Collected data entries —
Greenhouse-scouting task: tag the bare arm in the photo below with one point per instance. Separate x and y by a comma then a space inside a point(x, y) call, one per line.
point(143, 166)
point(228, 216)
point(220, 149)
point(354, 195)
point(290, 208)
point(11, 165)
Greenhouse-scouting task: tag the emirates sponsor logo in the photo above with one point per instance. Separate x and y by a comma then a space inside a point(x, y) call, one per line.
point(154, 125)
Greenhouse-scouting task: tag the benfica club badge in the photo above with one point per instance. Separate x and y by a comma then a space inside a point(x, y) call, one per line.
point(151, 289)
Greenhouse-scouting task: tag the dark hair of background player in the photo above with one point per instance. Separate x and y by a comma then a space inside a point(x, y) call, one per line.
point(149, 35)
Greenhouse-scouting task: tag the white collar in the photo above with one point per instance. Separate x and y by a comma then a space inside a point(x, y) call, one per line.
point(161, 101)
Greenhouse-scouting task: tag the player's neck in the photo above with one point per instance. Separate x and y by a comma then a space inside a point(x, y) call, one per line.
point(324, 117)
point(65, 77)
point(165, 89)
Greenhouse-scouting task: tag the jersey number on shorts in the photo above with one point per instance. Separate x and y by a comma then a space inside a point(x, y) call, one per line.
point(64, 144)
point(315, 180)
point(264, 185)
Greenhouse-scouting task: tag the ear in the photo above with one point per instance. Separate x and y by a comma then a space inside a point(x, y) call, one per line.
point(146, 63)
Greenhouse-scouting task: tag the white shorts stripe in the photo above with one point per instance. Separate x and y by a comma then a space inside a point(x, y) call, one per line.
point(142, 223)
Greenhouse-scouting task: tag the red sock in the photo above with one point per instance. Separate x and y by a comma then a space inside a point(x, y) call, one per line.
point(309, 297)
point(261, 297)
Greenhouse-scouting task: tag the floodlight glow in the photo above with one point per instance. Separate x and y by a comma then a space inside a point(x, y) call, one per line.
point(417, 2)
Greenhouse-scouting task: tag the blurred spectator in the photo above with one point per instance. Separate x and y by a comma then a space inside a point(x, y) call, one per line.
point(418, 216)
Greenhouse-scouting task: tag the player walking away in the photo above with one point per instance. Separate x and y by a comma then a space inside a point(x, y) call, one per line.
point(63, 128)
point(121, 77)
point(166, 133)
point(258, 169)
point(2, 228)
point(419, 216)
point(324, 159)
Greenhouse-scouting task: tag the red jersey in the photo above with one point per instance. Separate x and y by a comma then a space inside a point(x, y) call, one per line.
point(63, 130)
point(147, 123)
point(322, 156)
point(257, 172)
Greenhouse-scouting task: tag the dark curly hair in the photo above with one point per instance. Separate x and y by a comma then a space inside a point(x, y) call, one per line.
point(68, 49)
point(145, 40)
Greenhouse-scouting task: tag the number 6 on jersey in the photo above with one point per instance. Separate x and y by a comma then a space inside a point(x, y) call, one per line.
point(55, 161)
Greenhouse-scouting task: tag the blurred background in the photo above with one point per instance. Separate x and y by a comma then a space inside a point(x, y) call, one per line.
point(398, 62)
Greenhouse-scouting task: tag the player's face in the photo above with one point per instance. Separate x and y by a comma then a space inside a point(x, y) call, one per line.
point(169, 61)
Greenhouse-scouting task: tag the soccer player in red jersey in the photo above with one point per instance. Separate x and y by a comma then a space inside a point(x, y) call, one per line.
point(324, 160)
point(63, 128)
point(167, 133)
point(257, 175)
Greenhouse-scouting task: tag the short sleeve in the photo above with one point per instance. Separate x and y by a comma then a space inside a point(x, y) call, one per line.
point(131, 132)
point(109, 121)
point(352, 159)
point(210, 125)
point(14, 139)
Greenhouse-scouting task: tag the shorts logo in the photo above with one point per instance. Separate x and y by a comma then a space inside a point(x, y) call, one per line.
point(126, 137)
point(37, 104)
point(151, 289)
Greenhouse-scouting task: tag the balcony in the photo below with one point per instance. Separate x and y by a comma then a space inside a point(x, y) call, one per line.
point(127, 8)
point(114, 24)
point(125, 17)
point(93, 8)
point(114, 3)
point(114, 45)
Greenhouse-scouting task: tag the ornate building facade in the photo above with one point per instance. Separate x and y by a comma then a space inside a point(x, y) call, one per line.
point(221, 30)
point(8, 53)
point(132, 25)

Problem to solve — Write out all of the data above again, word for word and line by line.

Result for this task —
Greenhouse-scouting task: tag the bare arm in the photo below with one point per instance. Separate x and y by a comma then a space inside a point(x, y) call, one per line.
point(143, 166)
point(228, 216)
point(220, 149)
point(354, 195)
point(290, 208)
point(11, 165)
Greenhouse-scouting task: tag the emirates sponsor logo in the photo above with one point per instance. Separate x and y by a comma then a space inside a point(x, y) call, one per line.
point(154, 125)
Greenhouse-scouting task: tag the benfica club badge in the photo above with one point per instance. Separate x and y by a comma then a space inside a point(x, y) call, one per line.
point(151, 289)
Greenhouse-scouting task: tag the dark hair of background player in the photo above with one point per instance. Separate x and y by a comma then a space inside a point(x, y) call, one per line.
point(149, 35)
Greenhouse-scouting task: tag the white collar in the photo above with one point per instance. Separate x and y by a comma then a space inside a point(x, y) call, one per line.
point(161, 101)
Greenhouse-scouting task: tag the player's neck in the photo above with one point per instance. Separate x and y by a comma then a space inside a point(x, y) call, one per line.
point(324, 117)
point(65, 77)
point(165, 89)
Greenhouse-scouting task: tag the jersey number on shorts in the photo above with one point per instance. Separate x and y by a comma then a space inside a point(x, y) call, one per line.
point(64, 144)
point(315, 180)
point(264, 185)
Greenhouse-scouting task: tag the ear in the photo above with one point per instance. Separate x and y by a comma then a space inside a point(x, y) call, one per line.
point(146, 63)
Greenhouse-scouting task: tag the white shorts stripe in the photo above with one point per instance. Separate x and y by a comma then a space inside a point(x, y) call, one per line.
point(142, 223)
Greenhouse-scouting task: tag the red sock in the photo above with one point per instance. Separate x and y by a comma then a space inside a point(x, y) call, one per line.
point(309, 297)
point(261, 297)
Greenhouse-scouting task: tag the floodlight glow in the photo above with one point per instance. Separate x and y by a comma then a space inside a point(x, y) call, one per line.
point(417, 2)
Greenhouse-scouting task: tag the blurred spectator in the photo above with one point per instance. Separate x and y by a comma then a space inside a point(x, y) call, one per line.
point(418, 216)
Greenhouse-scouting task: tag the player walking away in the photo above with one point per instance. Separate x and y by a comma then a space inside a point(x, y) call, one per line.
point(63, 128)
point(121, 77)
point(166, 133)
point(258, 169)
point(2, 228)
point(419, 216)
point(324, 159)
Greenhouse-scouting task: tag the red jersey in the photo above with one point per instance. Separate x and y by a comma then a space inside a point(x, y) call, one per line.
point(63, 130)
point(147, 123)
point(322, 156)
point(257, 172)
Greenhouse-scouting task: tag the dark curly hair in the photo above with one point per instance. Separate x and y by a comma then a space inside a point(x, y) call, one per line.
point(68, 49)
point(145, 40)
Greenhouse-scouting task: tag the number 6 on jersey in the photo above with one point per instance. Separate x and y by a comma then a space inside a point(x, y) call, one per line.
point(55, 161)
Greenhouse-scouting task: tag the blurred background in the photo above with one point per instance. Separate x and y by a comma then a space inside a point(x, y) call, one per line.
point(398, 62)
Greenhouse-scouting task: tag the player's face in the photo above with one point per instance. Separate x and y by a comma then a space inside a point(x, y) call, one per line.
point(169, 61)
Greenhouse-scouting task: tag the soccer player in red jersey in the photo above with one point per instance. Separate x and y by a comma then a space inside a point(x, y) call, one per line.
point(324, 160)
point(63, 128)
point(167, 133)
point(257, 175)
Greenhouse-scouting task: tag the short sleeve in the photo above with one point per instance. Separate x and y by a comma then a space inside a point(x, y) call, one per line.
point(131, 132)
point(109, 121)
point(352, 159)
point(210, 125)
point(14, 139)
Greenhouse-scouting task: tag the shorts logo in the photo above with one point per instance. Separate x and y by a comma then a space inside a point(x, y) call, one per line.
point(126, 137)
point(37, 104)
point(151, 289)
Greenhouse-scouting task: tag the balcony in the photo below with one point per instance. Separate x and y by a comma then a space inside a point(x, y) call, one per line.
point(127, 8)
point(114, 24)
point(125, 17)
point(93, 8)
point(114, 3)
point(114, 45)
Greenhouse-scouting task: tag the ornate building facade in the photo above with one point per instance. Separate x and y by a comma then a space inside a point(x, y) call, one per line.
point(221, 30)
point(8, 53)
point(132, 25)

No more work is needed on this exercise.